Textausschnitt:
>>>
Wenn Corona will, steht (für Genesene und Geimpfte) noch weniger still, Update 431 vom 20.05.2021

Tägliche Gedanken von Pfr. Gerhard Metzger in einer schwierigen Zeit

Draußen vor der Tür

Wer kennt nicht dieses Schild: „Wir müssen draußen bleiben“. Meistens ist dieser Hinweis vor einem Geschäft zu sehen und ein Hund ist abgebildet. In der Zeit der Coronapandemie bin ich mir immer mal so vorgekommen: ich muss draußen bleiben. Vor allem im Bereich der Gastronomie und bei verschiedenen Geschäften des Einzelhandels war das der Fall. Ich selbst war mit meiner Frau vor dem 1. Advent 2021 zwei Wochen in Quarantäne. Dann hieß es für uns: „Wir müssen drinnen bleiben“. Das ist aber nur ein andere Ausdruck für denselben Sachverhalt: Menschen müssen draußen bleiben. Denn wer drinnen bleiben muss in Quarantäne, der ist von der Gesellschaft ausgeschlossen.

Ich habe von Menschen gehört, die mehrmals in die Quarantäne geschickt wurden. Vor allem bei Schüler/-innen ist das passiert. „Draußen bleiben zu müssen“. Das hat etwas Hartes an sich. Es bedeutet: Ich gehöre nicht mehr dazu. Ich darf mich nicht am Leben beteiligen. Ich bin isoliert. Ich bin einsam.
<<<
(Dateneinträge)
>>>
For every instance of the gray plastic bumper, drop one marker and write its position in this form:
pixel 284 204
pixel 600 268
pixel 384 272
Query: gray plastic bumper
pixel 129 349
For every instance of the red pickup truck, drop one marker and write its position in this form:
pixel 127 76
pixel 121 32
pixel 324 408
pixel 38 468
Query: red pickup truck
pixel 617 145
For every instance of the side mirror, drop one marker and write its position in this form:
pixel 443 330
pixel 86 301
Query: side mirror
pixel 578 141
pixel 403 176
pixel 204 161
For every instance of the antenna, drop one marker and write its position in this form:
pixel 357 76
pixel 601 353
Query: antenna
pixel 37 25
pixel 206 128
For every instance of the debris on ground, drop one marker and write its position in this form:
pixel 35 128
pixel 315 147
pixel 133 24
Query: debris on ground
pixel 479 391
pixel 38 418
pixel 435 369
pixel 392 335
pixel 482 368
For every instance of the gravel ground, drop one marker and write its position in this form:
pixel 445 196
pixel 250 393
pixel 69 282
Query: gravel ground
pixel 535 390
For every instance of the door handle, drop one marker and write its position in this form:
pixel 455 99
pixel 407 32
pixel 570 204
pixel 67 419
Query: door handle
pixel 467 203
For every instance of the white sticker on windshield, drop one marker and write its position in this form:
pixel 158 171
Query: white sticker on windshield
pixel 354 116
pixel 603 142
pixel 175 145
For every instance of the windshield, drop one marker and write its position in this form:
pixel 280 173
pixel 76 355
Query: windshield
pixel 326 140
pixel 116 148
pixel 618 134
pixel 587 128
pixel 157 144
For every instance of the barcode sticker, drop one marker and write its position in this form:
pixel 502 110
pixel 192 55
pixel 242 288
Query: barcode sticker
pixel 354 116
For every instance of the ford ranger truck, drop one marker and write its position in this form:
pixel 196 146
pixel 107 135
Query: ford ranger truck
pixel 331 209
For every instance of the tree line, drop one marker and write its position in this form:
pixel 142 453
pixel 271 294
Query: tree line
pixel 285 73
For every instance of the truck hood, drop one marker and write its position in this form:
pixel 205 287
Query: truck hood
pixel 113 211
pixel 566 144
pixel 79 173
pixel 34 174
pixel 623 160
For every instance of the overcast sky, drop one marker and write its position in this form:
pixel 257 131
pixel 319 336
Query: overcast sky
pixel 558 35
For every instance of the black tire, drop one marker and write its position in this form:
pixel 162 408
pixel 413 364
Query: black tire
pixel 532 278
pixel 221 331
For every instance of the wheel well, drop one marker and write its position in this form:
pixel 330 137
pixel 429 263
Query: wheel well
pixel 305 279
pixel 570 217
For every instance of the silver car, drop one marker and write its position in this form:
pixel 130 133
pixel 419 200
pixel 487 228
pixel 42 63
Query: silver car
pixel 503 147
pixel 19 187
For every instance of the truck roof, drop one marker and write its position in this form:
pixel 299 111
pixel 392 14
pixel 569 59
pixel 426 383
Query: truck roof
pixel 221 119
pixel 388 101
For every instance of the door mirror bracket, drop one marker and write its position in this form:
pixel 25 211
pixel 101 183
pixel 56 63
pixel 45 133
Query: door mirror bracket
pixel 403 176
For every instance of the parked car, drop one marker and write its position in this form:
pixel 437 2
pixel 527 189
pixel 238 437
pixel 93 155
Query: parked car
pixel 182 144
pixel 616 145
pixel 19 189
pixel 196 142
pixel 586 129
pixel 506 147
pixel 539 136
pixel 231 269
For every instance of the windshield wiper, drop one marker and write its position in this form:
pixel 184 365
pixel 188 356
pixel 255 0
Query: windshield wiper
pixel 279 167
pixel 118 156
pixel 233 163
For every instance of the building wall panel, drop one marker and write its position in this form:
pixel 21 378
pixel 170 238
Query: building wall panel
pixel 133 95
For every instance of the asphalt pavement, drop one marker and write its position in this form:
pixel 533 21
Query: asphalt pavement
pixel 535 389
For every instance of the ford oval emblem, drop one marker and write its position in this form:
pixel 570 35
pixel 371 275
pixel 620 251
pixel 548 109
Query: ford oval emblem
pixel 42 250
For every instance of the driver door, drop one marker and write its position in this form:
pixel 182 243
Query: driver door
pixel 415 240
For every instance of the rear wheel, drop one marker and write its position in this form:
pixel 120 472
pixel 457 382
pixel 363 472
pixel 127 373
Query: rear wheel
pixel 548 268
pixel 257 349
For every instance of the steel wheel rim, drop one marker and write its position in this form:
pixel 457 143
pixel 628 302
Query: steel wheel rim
<<<
Aufgabenliste:
1. Wie lautet der Satz „Meistens ist dieser Hinweis vor einem Geschäft zu sehen und ein Hund ist abgebildet.“ aus dem Textausschnitt auf Englisch?
2. Schreibe aus dem Textausschnitt die Stelle von „Ich habe von“ bis „Ich bin einsam.“ wortgetreu ab.
3. Bei wem ist es laut dem Textausschnitt vor allem passiert, dass Menschen mehrmals in die Quarantäne geschickt wurden?

Lösungen:
1. This notice is usually seen in front of a shop, and a dog is pictured on it.

2.
Ich habe von Menschen gehört, die mehrmals in die Quarantäne geschickt wurden. Vor allem bei Schüler/-innen ist das passiert. „Draußen bleiben zu müssen“. Das hat etwas Hartes an sich. Es bedeutet: Ich gehöre nicht mehr dazu. Ich darf mich nicht am Leben beteiligen. Ich bin isoliert. Ich bin einsam.

3. Bei Schüler/-innen.